== RECORDS PROVIDED

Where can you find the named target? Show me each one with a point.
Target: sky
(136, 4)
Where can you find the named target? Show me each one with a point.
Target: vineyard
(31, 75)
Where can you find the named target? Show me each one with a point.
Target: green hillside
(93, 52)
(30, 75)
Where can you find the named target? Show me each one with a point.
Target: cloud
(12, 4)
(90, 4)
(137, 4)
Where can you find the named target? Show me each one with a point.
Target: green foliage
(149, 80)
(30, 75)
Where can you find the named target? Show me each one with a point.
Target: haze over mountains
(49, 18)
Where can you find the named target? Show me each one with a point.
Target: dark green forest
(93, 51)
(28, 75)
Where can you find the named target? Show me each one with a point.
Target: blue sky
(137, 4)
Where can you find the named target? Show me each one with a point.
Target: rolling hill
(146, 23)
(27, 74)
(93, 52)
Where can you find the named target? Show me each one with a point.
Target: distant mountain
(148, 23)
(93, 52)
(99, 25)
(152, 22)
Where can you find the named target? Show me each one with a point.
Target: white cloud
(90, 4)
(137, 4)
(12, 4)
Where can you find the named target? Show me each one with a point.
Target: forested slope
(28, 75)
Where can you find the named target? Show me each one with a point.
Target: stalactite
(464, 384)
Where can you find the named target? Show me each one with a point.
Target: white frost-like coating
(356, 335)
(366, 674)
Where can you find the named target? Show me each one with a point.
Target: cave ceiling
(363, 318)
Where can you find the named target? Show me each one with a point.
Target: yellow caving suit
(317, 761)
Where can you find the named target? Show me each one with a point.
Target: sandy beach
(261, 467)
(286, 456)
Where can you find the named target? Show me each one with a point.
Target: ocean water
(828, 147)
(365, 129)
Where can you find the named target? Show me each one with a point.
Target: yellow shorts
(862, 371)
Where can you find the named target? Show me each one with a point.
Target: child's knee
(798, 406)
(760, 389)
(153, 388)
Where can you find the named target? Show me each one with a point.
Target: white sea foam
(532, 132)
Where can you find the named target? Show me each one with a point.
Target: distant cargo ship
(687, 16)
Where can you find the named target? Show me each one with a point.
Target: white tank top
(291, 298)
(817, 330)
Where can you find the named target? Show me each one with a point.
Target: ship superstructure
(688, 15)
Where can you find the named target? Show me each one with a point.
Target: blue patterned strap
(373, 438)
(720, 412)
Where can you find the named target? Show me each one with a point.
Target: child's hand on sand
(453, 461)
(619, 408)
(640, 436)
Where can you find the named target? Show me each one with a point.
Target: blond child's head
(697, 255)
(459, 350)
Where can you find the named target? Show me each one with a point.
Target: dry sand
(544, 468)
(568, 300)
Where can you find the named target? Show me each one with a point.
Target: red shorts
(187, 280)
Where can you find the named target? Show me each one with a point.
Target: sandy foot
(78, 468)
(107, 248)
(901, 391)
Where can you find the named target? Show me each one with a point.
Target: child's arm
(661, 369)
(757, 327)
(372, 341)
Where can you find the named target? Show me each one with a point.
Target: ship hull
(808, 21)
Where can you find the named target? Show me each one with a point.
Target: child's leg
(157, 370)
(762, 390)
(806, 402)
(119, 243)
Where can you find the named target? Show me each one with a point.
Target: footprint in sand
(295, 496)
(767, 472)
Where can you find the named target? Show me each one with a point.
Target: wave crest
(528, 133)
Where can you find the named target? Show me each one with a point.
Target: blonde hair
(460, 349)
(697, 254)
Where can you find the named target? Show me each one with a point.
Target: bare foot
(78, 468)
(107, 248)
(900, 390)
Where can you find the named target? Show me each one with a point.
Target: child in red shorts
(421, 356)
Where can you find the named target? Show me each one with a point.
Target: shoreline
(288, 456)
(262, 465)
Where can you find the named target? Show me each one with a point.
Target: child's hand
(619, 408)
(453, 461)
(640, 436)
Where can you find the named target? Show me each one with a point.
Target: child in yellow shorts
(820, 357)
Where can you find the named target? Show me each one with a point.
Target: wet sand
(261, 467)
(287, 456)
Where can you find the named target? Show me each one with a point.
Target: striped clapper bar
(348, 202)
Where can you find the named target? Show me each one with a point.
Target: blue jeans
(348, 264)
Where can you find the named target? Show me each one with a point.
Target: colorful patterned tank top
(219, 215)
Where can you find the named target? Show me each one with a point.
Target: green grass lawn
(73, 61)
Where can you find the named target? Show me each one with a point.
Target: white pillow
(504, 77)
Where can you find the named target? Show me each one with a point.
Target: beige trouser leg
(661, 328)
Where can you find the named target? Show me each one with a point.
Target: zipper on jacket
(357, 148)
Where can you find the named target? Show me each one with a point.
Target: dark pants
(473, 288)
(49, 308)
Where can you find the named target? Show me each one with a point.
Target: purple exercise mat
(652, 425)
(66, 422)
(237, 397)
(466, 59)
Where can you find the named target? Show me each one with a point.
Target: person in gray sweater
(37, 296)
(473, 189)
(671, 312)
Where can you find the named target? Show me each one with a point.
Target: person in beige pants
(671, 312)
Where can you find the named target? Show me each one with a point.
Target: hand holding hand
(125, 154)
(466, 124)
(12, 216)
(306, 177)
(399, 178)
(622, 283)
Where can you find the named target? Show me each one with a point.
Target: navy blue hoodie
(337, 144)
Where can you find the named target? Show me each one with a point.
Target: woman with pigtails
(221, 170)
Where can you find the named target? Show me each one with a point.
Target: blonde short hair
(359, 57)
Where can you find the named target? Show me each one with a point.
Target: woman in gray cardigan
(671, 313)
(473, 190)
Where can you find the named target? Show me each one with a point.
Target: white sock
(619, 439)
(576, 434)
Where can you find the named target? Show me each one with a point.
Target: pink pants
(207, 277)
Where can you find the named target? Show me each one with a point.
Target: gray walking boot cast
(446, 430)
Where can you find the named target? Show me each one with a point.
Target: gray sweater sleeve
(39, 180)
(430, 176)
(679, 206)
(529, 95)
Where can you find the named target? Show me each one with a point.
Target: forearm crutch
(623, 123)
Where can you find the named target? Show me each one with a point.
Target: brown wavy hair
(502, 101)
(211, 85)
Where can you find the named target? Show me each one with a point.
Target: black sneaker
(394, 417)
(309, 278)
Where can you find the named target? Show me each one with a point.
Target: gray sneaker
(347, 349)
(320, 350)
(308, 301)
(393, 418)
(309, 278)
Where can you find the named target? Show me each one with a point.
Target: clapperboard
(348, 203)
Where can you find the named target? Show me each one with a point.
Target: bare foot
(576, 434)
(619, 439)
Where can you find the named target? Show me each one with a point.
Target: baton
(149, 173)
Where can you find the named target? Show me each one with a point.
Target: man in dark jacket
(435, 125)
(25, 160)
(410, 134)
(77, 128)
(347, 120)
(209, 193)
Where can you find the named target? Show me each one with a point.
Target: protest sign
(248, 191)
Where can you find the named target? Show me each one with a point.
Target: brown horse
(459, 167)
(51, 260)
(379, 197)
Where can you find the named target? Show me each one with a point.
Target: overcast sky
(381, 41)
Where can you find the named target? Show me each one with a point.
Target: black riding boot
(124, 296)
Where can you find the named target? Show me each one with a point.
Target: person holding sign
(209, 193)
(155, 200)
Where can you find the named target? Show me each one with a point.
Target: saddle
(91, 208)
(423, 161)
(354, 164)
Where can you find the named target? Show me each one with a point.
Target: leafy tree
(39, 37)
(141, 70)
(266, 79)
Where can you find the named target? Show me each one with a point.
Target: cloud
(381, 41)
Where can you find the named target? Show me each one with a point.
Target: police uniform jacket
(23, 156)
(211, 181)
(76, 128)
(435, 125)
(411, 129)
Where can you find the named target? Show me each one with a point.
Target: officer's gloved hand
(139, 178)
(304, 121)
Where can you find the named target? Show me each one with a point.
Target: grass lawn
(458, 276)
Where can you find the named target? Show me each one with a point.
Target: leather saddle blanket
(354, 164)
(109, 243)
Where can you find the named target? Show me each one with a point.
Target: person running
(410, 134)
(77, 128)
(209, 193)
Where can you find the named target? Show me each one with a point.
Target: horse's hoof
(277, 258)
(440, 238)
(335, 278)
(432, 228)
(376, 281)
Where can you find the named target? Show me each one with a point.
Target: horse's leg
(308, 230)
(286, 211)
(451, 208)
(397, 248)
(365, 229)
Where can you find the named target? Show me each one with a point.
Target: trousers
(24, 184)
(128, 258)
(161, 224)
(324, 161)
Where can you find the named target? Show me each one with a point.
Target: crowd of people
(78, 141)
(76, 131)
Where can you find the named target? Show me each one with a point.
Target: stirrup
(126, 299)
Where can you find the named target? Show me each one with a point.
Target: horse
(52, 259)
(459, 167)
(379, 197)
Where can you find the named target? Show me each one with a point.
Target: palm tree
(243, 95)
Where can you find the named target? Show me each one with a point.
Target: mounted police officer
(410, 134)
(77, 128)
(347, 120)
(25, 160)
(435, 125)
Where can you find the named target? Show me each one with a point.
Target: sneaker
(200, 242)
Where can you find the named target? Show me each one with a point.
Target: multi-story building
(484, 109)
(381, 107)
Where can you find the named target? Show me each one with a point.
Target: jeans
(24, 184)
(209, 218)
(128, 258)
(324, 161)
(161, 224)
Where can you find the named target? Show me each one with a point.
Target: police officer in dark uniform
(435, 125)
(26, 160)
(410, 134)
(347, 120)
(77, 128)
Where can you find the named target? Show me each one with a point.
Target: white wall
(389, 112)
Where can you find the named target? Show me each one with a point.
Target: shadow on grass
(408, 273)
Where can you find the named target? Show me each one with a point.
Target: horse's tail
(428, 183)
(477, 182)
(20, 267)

====

- EXERCISE DIRECTIONS
Find every line in the entries that contains the string "green" and copy each one out. Matching is case-sensitive.

- TASK SOLUTION
Target: green hillside
Target: green foliage
Target: dark green forest
Target: green grass lawn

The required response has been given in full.